START The data

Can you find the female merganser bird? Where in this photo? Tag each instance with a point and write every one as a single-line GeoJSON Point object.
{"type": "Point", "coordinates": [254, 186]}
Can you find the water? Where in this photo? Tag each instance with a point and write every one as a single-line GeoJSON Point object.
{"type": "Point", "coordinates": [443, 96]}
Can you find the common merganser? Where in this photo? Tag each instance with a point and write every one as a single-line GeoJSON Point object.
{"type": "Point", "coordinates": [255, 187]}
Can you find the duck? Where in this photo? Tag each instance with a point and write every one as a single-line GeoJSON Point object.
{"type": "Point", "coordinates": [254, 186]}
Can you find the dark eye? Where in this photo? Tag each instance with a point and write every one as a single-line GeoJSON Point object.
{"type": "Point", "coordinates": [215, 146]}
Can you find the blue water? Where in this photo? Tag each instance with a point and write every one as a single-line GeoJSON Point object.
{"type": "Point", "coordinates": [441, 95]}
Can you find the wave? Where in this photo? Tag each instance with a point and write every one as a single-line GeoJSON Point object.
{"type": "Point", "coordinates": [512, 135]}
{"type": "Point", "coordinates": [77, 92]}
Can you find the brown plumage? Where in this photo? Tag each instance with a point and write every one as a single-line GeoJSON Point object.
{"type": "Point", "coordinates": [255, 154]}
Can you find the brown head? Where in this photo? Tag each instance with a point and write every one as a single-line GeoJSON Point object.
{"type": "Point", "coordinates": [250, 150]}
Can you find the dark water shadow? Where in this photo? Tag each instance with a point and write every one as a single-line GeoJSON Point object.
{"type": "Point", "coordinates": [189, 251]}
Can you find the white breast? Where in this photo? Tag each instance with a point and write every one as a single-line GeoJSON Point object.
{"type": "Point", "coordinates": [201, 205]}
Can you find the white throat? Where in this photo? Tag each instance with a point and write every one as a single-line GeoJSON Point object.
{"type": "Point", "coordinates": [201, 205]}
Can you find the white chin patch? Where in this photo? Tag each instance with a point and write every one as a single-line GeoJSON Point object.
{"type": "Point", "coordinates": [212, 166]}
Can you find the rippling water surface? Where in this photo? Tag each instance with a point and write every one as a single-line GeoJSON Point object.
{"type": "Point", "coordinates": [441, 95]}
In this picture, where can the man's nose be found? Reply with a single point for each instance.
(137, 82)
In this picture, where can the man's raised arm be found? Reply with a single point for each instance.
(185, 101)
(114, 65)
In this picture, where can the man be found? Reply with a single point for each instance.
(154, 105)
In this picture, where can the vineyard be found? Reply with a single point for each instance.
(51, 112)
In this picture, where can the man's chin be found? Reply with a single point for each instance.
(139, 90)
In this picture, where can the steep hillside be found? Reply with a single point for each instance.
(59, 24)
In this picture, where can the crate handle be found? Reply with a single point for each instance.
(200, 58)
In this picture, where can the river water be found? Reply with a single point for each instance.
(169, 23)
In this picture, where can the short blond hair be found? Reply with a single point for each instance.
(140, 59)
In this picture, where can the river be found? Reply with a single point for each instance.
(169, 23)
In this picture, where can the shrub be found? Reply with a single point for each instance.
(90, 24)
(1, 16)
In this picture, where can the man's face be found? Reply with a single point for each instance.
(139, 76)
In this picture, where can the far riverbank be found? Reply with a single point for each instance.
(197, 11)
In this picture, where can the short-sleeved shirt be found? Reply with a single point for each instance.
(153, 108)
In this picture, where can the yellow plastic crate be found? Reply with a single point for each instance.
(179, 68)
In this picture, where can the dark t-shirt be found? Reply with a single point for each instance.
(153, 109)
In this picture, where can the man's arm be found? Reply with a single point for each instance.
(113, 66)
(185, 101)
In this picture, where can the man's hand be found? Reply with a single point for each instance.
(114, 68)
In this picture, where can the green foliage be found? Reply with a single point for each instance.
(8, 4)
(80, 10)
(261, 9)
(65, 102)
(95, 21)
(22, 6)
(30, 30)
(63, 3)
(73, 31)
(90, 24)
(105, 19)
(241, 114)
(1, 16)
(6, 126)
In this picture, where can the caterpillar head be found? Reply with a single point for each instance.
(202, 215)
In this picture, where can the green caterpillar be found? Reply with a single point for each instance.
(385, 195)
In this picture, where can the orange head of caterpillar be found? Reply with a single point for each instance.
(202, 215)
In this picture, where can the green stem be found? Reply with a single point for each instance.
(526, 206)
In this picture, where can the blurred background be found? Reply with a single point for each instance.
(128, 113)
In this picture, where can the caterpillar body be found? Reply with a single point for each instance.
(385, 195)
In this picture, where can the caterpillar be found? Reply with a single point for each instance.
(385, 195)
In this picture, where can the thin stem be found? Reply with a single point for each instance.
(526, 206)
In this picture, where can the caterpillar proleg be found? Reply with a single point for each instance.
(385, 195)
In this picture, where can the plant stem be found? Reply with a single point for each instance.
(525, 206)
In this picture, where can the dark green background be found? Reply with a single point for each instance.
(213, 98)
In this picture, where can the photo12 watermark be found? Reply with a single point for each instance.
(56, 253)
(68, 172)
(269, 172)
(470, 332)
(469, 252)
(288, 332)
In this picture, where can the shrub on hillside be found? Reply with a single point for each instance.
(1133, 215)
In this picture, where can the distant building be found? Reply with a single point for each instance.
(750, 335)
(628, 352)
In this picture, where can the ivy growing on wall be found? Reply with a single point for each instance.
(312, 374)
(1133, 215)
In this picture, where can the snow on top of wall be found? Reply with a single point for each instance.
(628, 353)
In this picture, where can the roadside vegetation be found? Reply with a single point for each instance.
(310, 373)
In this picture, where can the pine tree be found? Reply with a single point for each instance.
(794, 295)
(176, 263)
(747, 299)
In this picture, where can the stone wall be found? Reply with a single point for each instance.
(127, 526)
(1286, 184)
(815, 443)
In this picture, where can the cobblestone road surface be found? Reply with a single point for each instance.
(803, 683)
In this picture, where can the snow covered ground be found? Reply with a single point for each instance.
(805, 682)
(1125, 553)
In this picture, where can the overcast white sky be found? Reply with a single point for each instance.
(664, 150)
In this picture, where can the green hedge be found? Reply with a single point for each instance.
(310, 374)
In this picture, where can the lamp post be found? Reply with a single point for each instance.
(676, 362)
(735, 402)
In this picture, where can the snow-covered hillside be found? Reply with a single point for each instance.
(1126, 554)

END The data

Keep only the lines from the one containing "In this picture, where can the snow-covered" to the end of the entries, and repeat them exactly.

In this picture, where can the snow-covered hillside be found? Reply with a single point for each instance.
(1126, 554)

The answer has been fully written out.